• [WHAT NEEDS TO BE DONE]: Rewrite every line of the material, starting with the line containing "Expected: for every instance of the support" and going on through the line containing "214], [422, 201]]". Scale only the point coordinates in the answers by 0.4, rounding each to a whole number with halves going up, and leave all other numbers unchanged.

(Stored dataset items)
━━━━━━
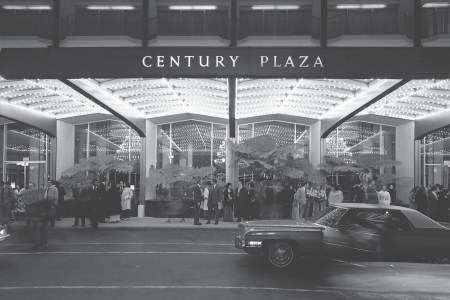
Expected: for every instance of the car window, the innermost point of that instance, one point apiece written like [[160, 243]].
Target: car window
[[363, 220], [329, 217], [375, 220], [396, 221]]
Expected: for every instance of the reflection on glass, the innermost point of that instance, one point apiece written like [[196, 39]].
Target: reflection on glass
[[27, 155], [435, 158]]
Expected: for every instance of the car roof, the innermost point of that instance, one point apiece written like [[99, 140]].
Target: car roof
[[418, 219]]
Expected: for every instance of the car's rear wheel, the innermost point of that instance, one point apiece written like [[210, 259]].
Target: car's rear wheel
[[280, 254]]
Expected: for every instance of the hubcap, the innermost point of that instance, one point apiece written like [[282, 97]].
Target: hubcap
[[281, 254]]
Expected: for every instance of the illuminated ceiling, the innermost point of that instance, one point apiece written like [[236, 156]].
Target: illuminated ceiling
[[416, 99], [152, 98]]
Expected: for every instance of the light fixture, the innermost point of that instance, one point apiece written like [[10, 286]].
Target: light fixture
[[193, 7], [110, 7], [275, 7], [27, 7], [361, 6], [436, 5]]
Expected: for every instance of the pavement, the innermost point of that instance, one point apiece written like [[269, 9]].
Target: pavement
[[146, 222], [192, 263]]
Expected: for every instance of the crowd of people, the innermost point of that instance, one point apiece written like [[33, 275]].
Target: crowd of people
[[99, 202]]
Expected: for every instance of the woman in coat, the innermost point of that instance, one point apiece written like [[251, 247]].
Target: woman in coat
[[127, 194], [114, 205], [422, 200], [228, 202]]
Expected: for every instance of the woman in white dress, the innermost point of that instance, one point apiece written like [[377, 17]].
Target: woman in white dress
[[384, 198], [204, 204], [127, 194]]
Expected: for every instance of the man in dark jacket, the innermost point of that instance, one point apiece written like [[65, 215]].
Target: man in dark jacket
[[213, 202], [197, 197], [242, 205], [94, 200]]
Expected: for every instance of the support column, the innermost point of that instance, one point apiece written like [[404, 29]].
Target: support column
[[150, 158], [232, 175], [65, 147], [404, 153], [315, 153], [142, 176]]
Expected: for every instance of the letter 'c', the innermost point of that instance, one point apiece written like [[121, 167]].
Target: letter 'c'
[[144, 60]]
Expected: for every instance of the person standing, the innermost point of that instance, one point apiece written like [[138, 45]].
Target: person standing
[[51, 196], [114, 205], [392, 193], [103, 212], [433, 202], [197, 197], [94, 202], [214, 199], [336, 195], [79, 214], [6, 194], [412, 197], [242, 205], [371, 194], [228, 203], [384, 197], [270, 206], [205, 203], [359, 196], [60, 206], [127, 194], [254, 214], [422, 201]]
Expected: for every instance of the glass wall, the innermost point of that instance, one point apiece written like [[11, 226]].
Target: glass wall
[[435, 158], [283, 133], [110, 138], [30, 21], [25, 155], [192, 144], [193, 20], [280, 20], [370, 23], [350, 141], [117, 23], [435, 23]]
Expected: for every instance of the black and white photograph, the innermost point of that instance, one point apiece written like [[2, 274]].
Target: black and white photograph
[[225, 149]]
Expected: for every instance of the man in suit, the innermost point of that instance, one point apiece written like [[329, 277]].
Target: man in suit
[[198, 197], [51, 195], [94, 199], [213, 202]]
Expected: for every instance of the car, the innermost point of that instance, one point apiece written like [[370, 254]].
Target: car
━━━━━━
• [COMPLETE RESPONSE]:
Expected: for every instance of the support column, the innermost point of that instance, one point apiece written like [[404, 29]].
Target: support column
[[60, 63], [93, 70], [26, 59], [162, 61], [126, 61], [57, 70]]
Expected: for every instance of the letter 'c', the innermost point of that instance, one point apiece written like [[121, 167]].
Target: letter 'c'
[[58, 24]]
Expected: for every instance of the person standing, the innermost point of that instance, one point apiece written like [[138, 45]].
Target: person standing
[[20, 78], [46, 82], [157, 77], [41, 85], [173, 81], [79, 79], [38, 81], [86, 80], [134, 78], [32, 86], [2, 78], [165, 79], [97, 82], [148, 78], [91, 81], [154, 79], [108, 82], [82, 81], [144, 78], [24, 82], [51, 78], [102, 86], [169, 80]]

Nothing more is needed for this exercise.